→ **ФРАГМЕНТ СТРАНИЦЫ**:
○ ○ ○ ○

Пол, девятилетний атлетически сложенный юнец с яркими глазами, был направлен из-за разрушительного поведения в школе и дома. Его мать, заинтересованная, но несколько соблазняющая молодая женщина, явно получавшая удовольствие от многих из выходок Пола, жаловалась, что Пол не очень хорошо функционировал в школе, склонен был лгать, обманывать и красть, был грозой своего района и не поддавался контролю дома. Она описала бурные семейные отношения с садистическим мужчиной, который, в конце концов, бросил ее и их двоих детей. По времени разрушительное поведение Пола выявилось одновременно с бурным уходом отца.

В начальном интервью Пол отрицал, что знает какие-либо основания для своего визита ко мне, сказав, что он "иногда" имел неприятности в школе, и что он готов позволить мне помочь ему неприятностей более не иметь. Когда я сказал ему, что мне легче всего будет ему помочь, если бы он мог рассказать мне историю своей жизни, его ответ был: “Я родился и вот он я - это все". Любые попытки добиться от него, чтобы он рассказал подробнее, натыкались на туманные бессмысленные ответы, избегания и настойчивые уверения, что у него ничего в голове нет. Он упрямо утверждал, что он ничего не может вспомнить о своем прошлом - даже о непосредственном прошлом этого дня. Совершая в течение нескольких сессий стратегическое отступление, я позволил ему заинтересоваться набором моделей гоночных автомобильчиков. Любые мои случайные вопросы натыкались на пожатие плеч, "Я не знаю" и другие отказы реагировать. Я заметил ему, что он любит действия, а не разговоры - что он "человек действия". Я также сказал ему, что он, похоже, никогда не тревожится, и что всегда хорошо проводит время. Он с энтузиазмом согласился.

Однажды, когда он вошел веселый и жизнерадостный, как всегда, он спросил меня, что бы я хотел делать. Вместо того чтобы ответить: “Я хотел бы услышать историю твоей жизни", я спросил его, не согласиться ли он мне помочь.

П: (Удивление. Пожатие плечами. Улыбка.) Я не знаю.

Т: (жизнерадостно) Как замечательно!

П: Что замечательно?

Т: Что ты сказал, что ты не знаешь.

П: (Смеется, выглядит растерянным.)

Т: Я так восхищаюсь тем фактом, что ты все время чего-то не знаешь.

П: Что вы имеете в виду?

Т: Ну я заметил, что у тебя ум всегда чистый, и твой ум не забит множеством всякого мусора, как мой. Кроме того, я восхищаюсь тем фактом, что ты такой свободный от забот парень, который действительно наслаждается жизнью, хотя ты и попадаешь иногда в мелкие неприятности. У меня проблема, с которой, я думаю, ты можешь помочь мне. Видишь ли, у меня голова забита массой забот, и я помню много всяких вещей, которые мне хочется забыть. Это очень плохо для моего здоровья, и заставляет меня премерзко себя чувствовать. Поэтому я хочу от тебя, чтобы ты мне помог немножко больше походить на тебя, то есть не беспокоиться ни о чем и ни о ком, и просто забыть обо всем (все это было сказано в духе человека тревожного, безрадостного, задумчивого, которому нужно было хоть немножко облегчения от несчастий). Как насчет этого?

○ ○ ○ ○

→ **ВЫДЕРЖКИ ИЗ ДАННЫХ**:
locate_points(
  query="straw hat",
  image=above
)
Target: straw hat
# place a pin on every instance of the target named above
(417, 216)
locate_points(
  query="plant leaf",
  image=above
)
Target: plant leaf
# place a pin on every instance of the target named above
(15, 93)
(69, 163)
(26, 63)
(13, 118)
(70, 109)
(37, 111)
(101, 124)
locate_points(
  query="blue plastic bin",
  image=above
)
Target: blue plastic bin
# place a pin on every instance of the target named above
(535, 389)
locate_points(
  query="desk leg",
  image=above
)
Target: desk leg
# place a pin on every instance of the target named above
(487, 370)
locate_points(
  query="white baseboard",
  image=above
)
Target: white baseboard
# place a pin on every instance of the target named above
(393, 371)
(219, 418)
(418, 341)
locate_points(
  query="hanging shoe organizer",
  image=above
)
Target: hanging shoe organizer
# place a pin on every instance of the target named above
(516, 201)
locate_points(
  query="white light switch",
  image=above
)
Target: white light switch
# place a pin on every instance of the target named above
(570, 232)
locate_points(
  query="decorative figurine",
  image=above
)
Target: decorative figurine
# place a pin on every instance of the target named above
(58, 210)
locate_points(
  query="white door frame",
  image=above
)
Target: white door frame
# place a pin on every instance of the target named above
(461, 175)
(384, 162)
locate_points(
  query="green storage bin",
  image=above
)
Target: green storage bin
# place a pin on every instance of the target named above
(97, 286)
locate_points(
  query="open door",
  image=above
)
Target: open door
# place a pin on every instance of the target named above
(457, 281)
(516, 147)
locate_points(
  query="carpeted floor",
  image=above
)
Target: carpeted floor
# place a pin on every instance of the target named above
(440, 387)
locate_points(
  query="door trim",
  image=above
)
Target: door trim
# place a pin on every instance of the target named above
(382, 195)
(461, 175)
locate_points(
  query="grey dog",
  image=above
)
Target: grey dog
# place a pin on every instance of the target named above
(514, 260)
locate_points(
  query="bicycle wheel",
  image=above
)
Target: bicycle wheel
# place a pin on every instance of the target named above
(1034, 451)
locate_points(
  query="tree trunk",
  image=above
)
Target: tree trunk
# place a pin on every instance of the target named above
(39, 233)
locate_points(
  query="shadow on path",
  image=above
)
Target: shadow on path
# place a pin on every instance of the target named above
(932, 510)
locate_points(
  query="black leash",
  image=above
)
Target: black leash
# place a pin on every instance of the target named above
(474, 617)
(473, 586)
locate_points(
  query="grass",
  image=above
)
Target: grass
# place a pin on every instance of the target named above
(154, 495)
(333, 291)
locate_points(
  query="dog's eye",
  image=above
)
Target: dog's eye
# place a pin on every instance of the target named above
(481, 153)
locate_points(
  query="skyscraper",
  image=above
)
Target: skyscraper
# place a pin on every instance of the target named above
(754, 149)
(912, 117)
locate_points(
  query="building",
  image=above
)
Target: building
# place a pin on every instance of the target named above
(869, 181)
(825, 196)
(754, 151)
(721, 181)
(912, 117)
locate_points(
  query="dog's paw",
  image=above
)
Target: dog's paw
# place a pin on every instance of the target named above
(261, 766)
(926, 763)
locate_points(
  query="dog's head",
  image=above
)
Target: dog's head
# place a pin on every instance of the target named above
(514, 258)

○ ○ ○ ○

→ **ЗАДАНИЯ**:
**A)** Из-за чего направили Пола, согласно фрагменту о Поле?
**B)** Перепишите отрывок из фрагмента о Поле: начните со слов «П: (Удивление. Пожатие» и закончите после слов «имеете в виду?».
**C)** Допишите продолжение фрагмента о Поле после его последнего предложения.

→ **ОТВЕТЫ**:
**A)** Из-за разрушительного поведения в школе и дома.

**B)**
П: (Удивление. Пожатие плечами. Улыбка.) Я не знаю.

Т: (жизнерадостно) Как замечательно!

П: Что замечательно?

Т: Что ты сказал, что ты не знаешь.

П: (Смеется, выглядит растерянным.)

Т: Я так восхищаюсь тем фактом, что ты все время чего-то не знаешь.

П: Что вы имеете в виду?

**C)**
П (игриво): Я не знаю.

Т: Вот так и продолжаем. Давай мы с тобой просто будем делать то, что мы делали, а я буду записывать и потом тренироваться во всех вещах, которые ты говоришь и делаешь, так чтобы мне ничего не знать. Можешь мне еще что-нибудь сказать?

П: На самом деле нет.

Т: О, это очень удачный вариант. Я его запишу вместе с "Я не знаю".

Несколько следующих сессий я держал наготове специальный лист бумаги, для того чтобы записывать все его маневры сопротивления. Мы составили такой список:

 

Мне все равно. Чего?
Ну и что? А!
Забудьте об этом. Может быть.
Так что? Бывает.
А потому что вот. Неважно.
Кому какая разница?  

 

Когда я начал "практиковаться" на нем, он сначала был доволен и вел себя несколько по-учительски и по-отечески. После нескольких следующих сессий он начал возражать против того, чтобы я вел себя, как он. Сначала с улыбкой, затем с некоторой решительностью он попытался прекратить мои отзеркаливания его.

П: Что мы сегодня будем делать?

Т: Я не знаю.

П: (с отчаянием) Ну вот опять.

Т: А что плохого, чтобы я вел себя как ты?

П: Я не знаю. Ой! Мне, правда, очень противно когда ты ведешь себя как я.

Т: А почему тебе это противно?

П: Ну просто так.

Т: Как замечательно - я это запишу. Мне в самом деле нравится быть похожим на тебя. Я не могу понять, почему тебе не нравится, когда я веду себя как ты?

После проведения настойчивого исследования, почему ему противно его отзеркаленное Я, и отказа от интерпретации, что он может быть сам себе противен, Пол начал стойко все больше интересоваться собой и смог более осмысленно говорить о своей жизни. Его поведение в этот период, по отзывам школы и матери, значительно улучшилось. Когда его спрашивали, связано ли его улучшившееся поведение с тем, что я веду себя как он, он не захотел ответить, и сказал: “Ну, может быть, но я просто решил изменить свое отношение, потому что я людям не нравился и все время попадал в неприятности".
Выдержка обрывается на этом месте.